Challenge a: Reproduce the passage of the parenting blog post between "Parenting Kinda Sucks" and "hold your applause.", inclusive.

Source excerpt:
Friday, May 18, 2012

Parenting Kinda Sucks On the Low

Hello my name is Jean DeGrate and I’m dad. Yeah… me
 
Off top let me scratch most of those black parent woes from your mind. My child wasn’t an “Oops” baby (and if you and the person weren’t intentionally attempting to have a kid that baby is an Oops baby). I’ve never had to sacrifice anything more than a few hours of sleep and some vacation days for my child. I’ve never had to choose between Gucci shoes for myself or summer clothes for Madi. I’ve never found myself trying to scrape up some extra cash to provide her with Christmas. (Even though I fully plan on pretending like I went without food so she could get that Angry Birds app on her iPad.) I don’t have any baby momma drama and the courts aren’t garnishing my wages for child support. I take care of my kid and spend time with her all of my own doing; please hold your applause.
 
She’s a decent kid
She’s a pretty little girl (not just because she’s my kid) and she rarely embarrasses me in public. I’m totally not the parent that has to jack my kid up in the cereal aisle of Safeway because she’s been spiking cans of evaporated milk to the ground when I wasn’t looking. (That really happens I saw it just last week.) She has ten fingers and ten toes, can survive on hotdogs alone and only ends up on the red team at school like once a month. Nobody’s perfect.
 
She has everything
You know how people say they want to give their kids everything they never had? I’m not one of those parents. My daughter has everything I never had but that’s mainly for my own selfish reasons. The play kitchen sitting in my living room, the Wii, the PS3, the iPad, the stupid little toys she picks out on every Target trip, and all this other shit she has is exclusively to distract her from fucking with me. It’s that deep. I love her but she has no chill; none what so ever. She’s a spoiled brat as a by product of her having everything but those 20 to 30 minutes that go pass without her jumping on my stomach when I try to kick back after a long day of work is well worth it. I know parents that give their children cough syrup and shit when they aren’t sick just to put them to sleep and yeah, I judge but I still feel them. (Maybe they can’t afford iPads.)

Challenge b: Transcribe the lines of the records below, starting at the line holding "of the **covered" and running to the last line of the records, both ends included.

Provided records:
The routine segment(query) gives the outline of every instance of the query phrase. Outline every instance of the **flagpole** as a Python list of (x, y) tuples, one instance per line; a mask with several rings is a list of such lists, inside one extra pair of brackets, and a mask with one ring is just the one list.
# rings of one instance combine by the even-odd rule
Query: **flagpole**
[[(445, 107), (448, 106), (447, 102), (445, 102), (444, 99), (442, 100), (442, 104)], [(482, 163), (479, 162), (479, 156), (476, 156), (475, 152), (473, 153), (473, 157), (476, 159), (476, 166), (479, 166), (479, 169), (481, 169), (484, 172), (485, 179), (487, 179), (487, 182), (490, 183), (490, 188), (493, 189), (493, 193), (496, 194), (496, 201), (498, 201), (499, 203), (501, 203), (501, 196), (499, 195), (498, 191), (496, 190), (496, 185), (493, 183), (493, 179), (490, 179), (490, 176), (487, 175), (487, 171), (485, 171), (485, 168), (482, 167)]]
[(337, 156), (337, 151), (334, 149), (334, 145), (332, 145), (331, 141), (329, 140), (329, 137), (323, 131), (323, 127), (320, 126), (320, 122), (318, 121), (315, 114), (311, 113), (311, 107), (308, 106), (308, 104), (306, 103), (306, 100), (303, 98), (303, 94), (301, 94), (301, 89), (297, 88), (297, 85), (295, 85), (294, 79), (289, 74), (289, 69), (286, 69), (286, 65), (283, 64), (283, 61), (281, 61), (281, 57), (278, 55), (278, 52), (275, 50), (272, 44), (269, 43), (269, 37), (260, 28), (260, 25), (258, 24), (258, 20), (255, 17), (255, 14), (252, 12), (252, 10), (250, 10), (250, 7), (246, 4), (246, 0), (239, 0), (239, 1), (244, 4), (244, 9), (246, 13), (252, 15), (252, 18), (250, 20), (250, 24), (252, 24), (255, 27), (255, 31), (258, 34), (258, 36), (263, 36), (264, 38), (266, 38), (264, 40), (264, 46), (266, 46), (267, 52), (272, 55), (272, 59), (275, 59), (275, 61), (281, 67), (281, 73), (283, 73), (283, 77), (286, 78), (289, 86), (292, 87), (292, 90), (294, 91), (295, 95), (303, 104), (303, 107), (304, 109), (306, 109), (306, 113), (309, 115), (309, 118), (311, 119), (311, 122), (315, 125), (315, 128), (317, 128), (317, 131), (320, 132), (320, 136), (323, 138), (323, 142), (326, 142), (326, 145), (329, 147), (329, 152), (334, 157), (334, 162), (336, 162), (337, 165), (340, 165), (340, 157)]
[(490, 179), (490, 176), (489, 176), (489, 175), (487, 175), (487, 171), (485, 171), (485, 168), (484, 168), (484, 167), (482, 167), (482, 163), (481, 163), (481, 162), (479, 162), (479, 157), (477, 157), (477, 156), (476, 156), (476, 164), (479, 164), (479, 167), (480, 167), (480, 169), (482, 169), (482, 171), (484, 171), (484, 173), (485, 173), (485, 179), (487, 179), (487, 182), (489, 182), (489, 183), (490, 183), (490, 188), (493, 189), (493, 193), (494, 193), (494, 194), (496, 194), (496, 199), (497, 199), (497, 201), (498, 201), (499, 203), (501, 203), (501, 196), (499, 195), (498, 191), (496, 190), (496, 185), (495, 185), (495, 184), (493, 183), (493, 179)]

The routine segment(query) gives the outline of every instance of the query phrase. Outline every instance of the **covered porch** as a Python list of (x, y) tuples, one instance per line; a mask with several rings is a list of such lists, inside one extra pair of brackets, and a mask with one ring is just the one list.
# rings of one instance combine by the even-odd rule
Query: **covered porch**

Written answer a:
Parenting Kinda Sucks On the Low

Hello my name is Jean DeGrate and I’m dad. Yeah… me
 
Off top let me scratch most of those black parent woes from your mind. My child wasn’t an “Oops” baby (and if you and the person weren’t intentionally attempting to have a kid that baby is an Oops baby). I’ve never had to sacrifice anything more than a few hours of sleep and some vacation days for my child. I’ve never had to choose between Gucci shoes for myself or summer clothes for Madi. I’ve never found myself trying to scrape up some extra cash to provide her with Christmas. (Even though I fully plan on pretending like I went without food so she could get that Angry Birds app on her iPad.) I don’t have any baby momma drama and the courts aren’t garnishing my wages for child support. I take care of my kid and spend time with her all of my own doing; please hold your applause.

Written answer b:
The routine segment(query) gives the outline of every instance of the query phrase. Outline every instance of the **covered porch** as a Python list of (x, y) tuples, one instance per line; a mask with several rings is a list of such lists, inside one extra pair of brackets, and a mask with one ring is just the one list.
# rings of one instance combine by the even-odd rule
Query: **covered porch**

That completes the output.